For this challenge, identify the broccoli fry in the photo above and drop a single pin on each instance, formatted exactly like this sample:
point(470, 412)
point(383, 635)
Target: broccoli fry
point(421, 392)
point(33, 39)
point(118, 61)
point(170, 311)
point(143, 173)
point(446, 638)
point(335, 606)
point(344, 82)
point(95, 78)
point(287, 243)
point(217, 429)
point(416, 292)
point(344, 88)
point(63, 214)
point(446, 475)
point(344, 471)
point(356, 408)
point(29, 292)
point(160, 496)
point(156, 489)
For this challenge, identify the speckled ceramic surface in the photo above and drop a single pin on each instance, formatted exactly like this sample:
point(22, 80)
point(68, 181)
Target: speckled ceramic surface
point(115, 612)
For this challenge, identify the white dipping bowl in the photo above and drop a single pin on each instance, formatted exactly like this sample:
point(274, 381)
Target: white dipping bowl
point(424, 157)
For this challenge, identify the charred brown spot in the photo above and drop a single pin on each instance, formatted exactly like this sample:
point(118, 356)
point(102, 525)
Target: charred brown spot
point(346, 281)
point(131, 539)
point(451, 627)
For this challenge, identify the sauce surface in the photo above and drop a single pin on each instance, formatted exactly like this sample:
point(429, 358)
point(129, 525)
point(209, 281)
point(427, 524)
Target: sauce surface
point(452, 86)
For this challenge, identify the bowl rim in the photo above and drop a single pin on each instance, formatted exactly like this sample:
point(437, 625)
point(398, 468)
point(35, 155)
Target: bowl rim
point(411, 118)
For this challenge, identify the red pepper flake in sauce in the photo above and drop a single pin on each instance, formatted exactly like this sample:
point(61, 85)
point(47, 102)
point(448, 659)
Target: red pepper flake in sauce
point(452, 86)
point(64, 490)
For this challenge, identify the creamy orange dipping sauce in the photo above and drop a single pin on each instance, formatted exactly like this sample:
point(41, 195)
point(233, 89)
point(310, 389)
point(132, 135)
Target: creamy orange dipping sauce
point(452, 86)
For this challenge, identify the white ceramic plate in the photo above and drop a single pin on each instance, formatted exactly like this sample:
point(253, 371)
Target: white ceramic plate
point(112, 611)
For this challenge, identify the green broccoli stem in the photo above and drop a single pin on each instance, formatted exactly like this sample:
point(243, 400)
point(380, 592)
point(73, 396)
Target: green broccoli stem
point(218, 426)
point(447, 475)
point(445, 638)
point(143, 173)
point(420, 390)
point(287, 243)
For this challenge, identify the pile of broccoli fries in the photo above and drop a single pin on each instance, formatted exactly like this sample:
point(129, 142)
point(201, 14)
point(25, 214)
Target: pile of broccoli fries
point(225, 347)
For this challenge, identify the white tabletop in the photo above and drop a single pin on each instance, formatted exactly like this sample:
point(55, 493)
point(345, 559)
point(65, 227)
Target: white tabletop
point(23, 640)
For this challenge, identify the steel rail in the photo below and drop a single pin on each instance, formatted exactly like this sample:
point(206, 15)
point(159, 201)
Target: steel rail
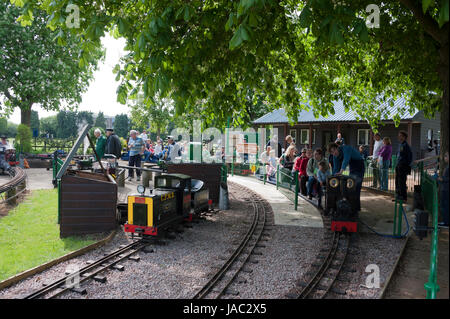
point(248, 256)
point(207, 288)
point(314, 281)
point(137, 245)
point(333, 279)
point(17, 179)
point(327, 262)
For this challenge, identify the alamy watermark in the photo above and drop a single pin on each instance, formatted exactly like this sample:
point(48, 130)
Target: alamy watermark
point(373, 279)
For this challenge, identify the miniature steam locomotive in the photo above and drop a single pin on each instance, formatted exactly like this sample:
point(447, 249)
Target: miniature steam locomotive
point(174, 199)
point(341, 201)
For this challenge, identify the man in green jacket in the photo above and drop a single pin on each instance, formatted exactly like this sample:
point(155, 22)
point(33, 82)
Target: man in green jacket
point(100, 146)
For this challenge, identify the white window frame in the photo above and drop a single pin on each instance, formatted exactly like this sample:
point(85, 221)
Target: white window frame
point(313, 142)
point(307, 136)
point(293, 133)
point(366, 138)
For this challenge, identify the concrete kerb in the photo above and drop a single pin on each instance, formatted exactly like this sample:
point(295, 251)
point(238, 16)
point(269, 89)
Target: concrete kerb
point(30, 272)
point(388, 280)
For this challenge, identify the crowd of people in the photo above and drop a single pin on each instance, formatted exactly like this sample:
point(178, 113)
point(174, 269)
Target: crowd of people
point(140, 148)
point(314, 166)
point(4, 145)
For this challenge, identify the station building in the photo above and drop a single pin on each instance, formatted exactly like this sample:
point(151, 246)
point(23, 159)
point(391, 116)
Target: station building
point(315, 132)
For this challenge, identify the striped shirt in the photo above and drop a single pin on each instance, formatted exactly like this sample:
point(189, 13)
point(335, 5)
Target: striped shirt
point(136, 146)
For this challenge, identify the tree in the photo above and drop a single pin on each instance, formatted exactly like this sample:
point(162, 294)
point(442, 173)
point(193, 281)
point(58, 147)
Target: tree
point(121, 125)
point(23, 138)
point(34, 122)
point(100, 121)
point(37, 69)
point(3, 125)
point(206, 55)
point(85, 117)
point(67, 124)
point(49, 125)
point(153, 113)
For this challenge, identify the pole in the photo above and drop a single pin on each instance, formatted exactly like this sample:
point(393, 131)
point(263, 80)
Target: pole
point(296, 190)
point(431, 286)
point(278, 175)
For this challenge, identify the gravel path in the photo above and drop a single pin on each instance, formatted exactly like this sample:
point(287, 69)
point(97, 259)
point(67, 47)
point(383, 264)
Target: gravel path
point(179, 268)
point(367, 250)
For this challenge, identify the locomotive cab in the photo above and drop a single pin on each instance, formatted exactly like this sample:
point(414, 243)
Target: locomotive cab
point(181, 185)
point(342, 203)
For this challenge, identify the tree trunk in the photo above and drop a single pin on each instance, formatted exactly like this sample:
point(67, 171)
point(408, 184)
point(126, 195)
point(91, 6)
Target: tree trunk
point(444, 75)
point(26, 116)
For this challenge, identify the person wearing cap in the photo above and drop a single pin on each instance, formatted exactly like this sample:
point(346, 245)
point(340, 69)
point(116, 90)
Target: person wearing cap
point(3, 162)
point(173, 149)
point(136, 146)
point(100, 145)
point(113, 144)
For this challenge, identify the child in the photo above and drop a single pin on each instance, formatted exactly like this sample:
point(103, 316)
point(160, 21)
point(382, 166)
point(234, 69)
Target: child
point(301, 162)
point(322, 174)
point(443, 181)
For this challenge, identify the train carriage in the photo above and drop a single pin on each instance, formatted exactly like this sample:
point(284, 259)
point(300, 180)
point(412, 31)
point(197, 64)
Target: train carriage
point(341, 201)
point(174, 199)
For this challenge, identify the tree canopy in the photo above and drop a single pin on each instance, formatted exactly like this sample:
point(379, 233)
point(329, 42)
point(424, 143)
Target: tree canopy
point(208, 55)
point(121, 125)
point(100, 121)
point(41, 66)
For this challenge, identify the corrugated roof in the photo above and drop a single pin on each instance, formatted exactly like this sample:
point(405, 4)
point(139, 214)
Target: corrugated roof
point(279, 115)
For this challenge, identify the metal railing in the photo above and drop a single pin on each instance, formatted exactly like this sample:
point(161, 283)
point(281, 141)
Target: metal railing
point(374, 174)
point(430, 196)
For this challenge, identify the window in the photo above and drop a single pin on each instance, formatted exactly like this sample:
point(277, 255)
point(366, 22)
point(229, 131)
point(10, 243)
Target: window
point(363, 136)
point(293, 133)
point(304, 136)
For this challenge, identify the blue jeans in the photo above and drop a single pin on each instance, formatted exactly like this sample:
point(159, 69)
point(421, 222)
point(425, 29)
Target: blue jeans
point(384, 174)
point(309, 186)
point(444, 206)
point(357, 171)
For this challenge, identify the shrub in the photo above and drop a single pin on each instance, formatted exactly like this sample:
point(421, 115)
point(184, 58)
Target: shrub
point(23, 138)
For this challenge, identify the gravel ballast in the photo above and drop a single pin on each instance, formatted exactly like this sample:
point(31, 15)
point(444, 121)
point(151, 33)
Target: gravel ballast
point(179, 268)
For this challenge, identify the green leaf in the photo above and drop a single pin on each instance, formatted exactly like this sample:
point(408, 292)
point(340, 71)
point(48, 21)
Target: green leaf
point(230, 22)
point(443, 13)
point(253, 19)
point(305, 17)
point(426, 4)
point(187, 13)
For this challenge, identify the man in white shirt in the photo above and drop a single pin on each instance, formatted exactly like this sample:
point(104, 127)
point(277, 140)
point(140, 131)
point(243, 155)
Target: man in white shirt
point(4, 145)
point(144, 136)
point(173, 151)
point(378, 143)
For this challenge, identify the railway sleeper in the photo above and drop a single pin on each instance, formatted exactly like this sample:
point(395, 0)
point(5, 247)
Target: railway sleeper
point(101, 279)
point(118, 267)
point(78, 290)
point(232, 292)
point(134, 258)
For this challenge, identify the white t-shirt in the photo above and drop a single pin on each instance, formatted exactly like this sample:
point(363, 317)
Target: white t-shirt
point(144, 137)
point(264, 157)
point(376, 148)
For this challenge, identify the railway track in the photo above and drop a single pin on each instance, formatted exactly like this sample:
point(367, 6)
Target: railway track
point(18, 177)
point(91, 271)
point(220, 282)
point(324, 272)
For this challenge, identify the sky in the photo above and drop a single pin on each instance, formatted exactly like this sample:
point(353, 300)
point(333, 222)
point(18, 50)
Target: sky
point(101, 95)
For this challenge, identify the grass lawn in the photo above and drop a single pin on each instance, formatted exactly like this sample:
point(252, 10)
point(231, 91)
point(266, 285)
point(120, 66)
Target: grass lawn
point(29, 235)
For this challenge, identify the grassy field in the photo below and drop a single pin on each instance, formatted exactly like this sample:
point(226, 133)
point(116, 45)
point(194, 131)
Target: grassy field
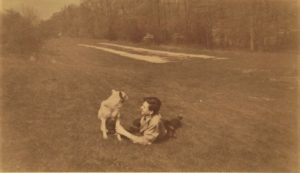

[What you should do] Arrange the data as a Markdown table with the columns Row and Data line, covering the lines from the one containing "For this challenge, identify the white t-shirt" through the end of the data and omitting blank lines. Leave the pictures out.

[The completed task]
| Row | Data line |
|---|---|
| 1 | For this challenge, identify the white t-shirt in the photo above and drop a single pin on each instance, formatted exactly like this sample: |
| 2 | point(363, 317) |
| 3 | Target: white t-shirt |
| 4 | point(144, 137) |
| 5 | point(264, 157) |
| 6 | point(376, 148) |
| 7 | For this challenge, identify the railway track in the photo above and drop a single pin on each instance, formatted exactly like this sample: |
| 8 | point(367, 6) |
| 9 | Target: railway track |
| 10 | point(18, 177) |
| 11 | point(91, 271) |
| 12 | point(220, 282) |
| 13 | point(324, 272) |
| 14 | For this challenge, identify the sky in the photo above and drop a single pin on each instance, formatted exactly like this sample: |
| 15 | point(353, 300) |
| 16 | point(333, 222) |
| 17 | point(18, 50) |
| 18 | Target: sky |
| 19 | point(101, 95) |
| 20 | For this challenge, identify the grass lawn in the photo above and drop a single pin on each instance, formatted exactly like this sample: |
| 21 | point(252, 10) |
| 22 | point(231, 91) |
| 23 | point(266, 285) |
| 24 | point(120, 66) |
| 25 | Target: grass lawn |
| 26 | point(29, 235) |
| 27 | For this challenge, identify the grassy field in the photo below and drop a single pin on each instance, formatted exactly like this sample: |
| 28 | point(226, 133) |
| 29 | point(116, 45) |
| 30 | point(194, 131) |
| 31 | Target: grassy field |